Please report how many lines in the records below contain "leather". Reply with the number alone.

--- MATERIAL SHOWN Enclosed Below ---

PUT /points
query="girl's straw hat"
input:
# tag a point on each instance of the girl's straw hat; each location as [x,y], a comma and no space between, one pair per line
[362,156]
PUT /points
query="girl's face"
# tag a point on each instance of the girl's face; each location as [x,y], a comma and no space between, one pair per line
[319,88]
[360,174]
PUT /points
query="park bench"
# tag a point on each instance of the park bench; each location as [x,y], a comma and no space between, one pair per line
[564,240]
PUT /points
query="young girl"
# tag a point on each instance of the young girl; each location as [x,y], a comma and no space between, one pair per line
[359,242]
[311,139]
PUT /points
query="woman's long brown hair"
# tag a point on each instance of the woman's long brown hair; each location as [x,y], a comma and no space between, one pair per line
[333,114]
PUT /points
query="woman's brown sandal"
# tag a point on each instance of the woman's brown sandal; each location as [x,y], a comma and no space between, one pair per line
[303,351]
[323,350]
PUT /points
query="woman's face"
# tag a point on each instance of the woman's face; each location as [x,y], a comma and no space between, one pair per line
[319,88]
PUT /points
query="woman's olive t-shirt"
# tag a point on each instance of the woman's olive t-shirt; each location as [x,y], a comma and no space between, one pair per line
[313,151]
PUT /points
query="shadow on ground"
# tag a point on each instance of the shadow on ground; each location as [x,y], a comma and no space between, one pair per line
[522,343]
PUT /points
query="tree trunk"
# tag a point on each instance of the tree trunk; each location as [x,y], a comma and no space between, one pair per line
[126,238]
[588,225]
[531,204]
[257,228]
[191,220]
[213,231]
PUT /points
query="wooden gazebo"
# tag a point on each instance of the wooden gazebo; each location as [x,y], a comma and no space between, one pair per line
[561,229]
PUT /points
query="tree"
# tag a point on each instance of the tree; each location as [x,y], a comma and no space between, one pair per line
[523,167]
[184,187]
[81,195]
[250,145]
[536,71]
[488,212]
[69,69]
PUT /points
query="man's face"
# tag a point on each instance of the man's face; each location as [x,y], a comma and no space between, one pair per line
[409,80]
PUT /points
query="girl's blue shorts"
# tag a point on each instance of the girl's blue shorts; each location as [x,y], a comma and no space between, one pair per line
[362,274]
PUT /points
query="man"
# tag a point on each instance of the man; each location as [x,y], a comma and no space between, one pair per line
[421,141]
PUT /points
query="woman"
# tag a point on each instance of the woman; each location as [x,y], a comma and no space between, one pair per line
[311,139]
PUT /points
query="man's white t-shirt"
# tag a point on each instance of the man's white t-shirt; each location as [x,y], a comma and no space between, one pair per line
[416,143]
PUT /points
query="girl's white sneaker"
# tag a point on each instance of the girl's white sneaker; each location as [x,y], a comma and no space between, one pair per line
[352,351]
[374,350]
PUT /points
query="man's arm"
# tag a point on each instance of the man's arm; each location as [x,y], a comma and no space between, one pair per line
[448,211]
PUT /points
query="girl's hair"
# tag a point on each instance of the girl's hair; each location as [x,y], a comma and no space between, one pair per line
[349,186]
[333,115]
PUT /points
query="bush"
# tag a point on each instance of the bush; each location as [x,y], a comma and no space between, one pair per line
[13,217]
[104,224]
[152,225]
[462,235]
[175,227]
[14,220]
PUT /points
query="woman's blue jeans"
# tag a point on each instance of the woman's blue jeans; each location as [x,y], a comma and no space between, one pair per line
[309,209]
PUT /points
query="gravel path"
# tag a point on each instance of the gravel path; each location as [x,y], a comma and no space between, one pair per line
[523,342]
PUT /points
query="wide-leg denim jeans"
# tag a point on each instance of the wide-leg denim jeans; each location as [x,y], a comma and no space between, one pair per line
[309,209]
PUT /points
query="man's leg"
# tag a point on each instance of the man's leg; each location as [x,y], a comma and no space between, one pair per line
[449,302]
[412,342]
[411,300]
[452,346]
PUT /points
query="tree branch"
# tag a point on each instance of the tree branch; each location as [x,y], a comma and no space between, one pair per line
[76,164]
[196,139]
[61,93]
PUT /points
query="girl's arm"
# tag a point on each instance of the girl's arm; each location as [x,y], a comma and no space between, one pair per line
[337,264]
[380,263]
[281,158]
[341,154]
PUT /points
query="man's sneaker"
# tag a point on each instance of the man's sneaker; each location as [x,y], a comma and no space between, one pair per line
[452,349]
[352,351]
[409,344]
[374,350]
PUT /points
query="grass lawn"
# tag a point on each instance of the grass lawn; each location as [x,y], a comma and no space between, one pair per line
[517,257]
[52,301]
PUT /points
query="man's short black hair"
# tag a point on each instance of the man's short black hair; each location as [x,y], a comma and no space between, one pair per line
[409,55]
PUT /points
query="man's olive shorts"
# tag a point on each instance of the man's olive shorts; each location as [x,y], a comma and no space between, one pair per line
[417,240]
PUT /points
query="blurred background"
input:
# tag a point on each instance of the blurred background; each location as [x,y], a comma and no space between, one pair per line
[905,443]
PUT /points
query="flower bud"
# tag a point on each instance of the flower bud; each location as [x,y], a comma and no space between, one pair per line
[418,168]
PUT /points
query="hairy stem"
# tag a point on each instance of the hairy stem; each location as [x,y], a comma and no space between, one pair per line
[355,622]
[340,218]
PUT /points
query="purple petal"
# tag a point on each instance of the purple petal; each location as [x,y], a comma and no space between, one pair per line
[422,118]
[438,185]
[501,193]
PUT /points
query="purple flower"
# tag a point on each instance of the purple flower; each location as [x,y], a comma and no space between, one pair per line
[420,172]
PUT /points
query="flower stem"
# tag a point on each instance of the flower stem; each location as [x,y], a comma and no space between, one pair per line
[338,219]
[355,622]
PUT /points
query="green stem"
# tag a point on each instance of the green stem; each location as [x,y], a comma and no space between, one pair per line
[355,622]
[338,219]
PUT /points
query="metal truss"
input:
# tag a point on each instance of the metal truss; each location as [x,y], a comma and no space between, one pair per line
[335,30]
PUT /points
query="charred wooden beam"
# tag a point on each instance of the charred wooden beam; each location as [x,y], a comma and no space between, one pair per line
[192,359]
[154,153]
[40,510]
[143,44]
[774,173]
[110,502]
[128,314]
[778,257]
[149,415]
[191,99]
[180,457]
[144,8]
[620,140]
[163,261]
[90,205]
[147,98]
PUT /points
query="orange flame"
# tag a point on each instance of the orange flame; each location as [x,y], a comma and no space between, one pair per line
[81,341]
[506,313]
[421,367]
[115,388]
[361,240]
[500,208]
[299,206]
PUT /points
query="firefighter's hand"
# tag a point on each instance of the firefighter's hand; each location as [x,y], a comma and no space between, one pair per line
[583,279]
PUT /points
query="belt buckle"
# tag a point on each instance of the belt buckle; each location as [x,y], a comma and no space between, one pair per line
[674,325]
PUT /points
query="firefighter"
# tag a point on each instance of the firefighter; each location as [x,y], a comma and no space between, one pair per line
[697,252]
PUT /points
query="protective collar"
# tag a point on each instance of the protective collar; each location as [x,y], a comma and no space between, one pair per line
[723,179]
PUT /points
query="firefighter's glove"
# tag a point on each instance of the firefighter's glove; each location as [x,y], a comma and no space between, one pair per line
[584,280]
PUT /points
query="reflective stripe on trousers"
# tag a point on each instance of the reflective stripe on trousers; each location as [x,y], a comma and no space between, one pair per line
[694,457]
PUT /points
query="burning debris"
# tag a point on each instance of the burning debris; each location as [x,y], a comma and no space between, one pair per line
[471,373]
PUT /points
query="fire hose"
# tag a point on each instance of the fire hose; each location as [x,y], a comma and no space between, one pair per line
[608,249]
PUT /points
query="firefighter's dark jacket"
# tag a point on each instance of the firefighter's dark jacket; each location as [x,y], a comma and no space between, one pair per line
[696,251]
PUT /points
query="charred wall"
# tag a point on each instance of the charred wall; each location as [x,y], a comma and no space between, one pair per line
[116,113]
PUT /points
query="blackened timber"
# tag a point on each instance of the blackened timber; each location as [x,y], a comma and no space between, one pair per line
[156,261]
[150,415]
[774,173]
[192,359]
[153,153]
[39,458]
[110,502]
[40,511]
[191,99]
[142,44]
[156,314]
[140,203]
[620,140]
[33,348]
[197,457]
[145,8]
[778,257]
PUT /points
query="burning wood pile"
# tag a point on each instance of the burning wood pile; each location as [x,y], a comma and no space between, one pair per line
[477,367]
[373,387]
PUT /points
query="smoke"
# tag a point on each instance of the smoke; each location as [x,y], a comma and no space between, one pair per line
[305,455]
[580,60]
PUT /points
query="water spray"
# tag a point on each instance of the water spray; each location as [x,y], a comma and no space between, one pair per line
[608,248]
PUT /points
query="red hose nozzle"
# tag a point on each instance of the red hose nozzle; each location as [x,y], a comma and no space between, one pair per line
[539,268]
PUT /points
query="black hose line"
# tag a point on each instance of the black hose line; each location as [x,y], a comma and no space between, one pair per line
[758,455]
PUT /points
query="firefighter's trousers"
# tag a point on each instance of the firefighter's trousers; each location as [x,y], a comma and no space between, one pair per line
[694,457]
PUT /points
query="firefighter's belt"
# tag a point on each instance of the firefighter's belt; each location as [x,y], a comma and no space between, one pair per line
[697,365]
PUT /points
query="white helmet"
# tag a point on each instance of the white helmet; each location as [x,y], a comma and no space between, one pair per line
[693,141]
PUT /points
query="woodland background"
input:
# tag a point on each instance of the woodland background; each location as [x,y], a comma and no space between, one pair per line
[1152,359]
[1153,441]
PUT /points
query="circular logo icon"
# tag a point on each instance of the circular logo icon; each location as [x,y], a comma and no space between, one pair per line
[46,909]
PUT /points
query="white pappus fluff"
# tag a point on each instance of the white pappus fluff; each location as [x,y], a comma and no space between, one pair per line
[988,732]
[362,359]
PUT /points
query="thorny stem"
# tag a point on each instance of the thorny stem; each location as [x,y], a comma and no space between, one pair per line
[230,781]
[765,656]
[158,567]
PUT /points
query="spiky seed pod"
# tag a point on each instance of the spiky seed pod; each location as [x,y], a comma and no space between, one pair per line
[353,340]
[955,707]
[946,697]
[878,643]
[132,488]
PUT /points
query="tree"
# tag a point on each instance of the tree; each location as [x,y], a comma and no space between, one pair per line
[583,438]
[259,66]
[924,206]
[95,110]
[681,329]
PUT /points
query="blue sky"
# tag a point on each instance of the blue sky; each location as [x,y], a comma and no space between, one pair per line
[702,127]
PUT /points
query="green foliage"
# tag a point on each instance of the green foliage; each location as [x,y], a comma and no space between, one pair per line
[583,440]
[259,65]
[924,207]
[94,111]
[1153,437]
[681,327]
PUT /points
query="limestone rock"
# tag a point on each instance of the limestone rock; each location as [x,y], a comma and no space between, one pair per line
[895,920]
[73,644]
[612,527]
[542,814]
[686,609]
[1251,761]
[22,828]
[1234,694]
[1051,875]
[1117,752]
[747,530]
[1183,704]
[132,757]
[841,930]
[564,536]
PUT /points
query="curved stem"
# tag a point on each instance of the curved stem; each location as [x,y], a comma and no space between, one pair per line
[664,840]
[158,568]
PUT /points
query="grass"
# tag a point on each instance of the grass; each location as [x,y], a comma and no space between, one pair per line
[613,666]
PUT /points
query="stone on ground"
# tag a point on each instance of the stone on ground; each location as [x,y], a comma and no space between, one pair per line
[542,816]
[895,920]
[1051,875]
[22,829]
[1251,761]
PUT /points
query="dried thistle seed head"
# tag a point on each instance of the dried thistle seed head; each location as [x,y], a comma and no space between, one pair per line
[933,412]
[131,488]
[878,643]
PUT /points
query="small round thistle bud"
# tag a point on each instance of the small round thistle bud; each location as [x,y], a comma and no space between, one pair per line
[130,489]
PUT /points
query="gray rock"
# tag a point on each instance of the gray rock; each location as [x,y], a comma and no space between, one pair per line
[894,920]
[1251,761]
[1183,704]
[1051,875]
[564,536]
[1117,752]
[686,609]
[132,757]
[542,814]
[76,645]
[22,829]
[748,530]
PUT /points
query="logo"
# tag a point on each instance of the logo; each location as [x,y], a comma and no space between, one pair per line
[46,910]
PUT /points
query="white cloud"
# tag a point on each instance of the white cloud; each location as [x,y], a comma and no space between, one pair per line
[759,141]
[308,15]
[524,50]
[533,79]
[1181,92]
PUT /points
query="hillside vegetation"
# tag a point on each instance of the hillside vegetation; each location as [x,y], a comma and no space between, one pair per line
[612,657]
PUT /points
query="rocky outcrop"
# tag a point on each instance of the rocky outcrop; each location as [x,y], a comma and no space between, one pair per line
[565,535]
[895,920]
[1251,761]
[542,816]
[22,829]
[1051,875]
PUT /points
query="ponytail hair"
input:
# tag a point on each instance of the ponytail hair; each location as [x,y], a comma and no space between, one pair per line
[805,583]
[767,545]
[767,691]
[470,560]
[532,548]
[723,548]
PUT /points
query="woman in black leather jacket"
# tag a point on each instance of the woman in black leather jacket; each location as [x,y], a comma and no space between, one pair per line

--- End of Enclosed MATERIAL SHOWN ---

■ COMPLETED EXERCISE ■
2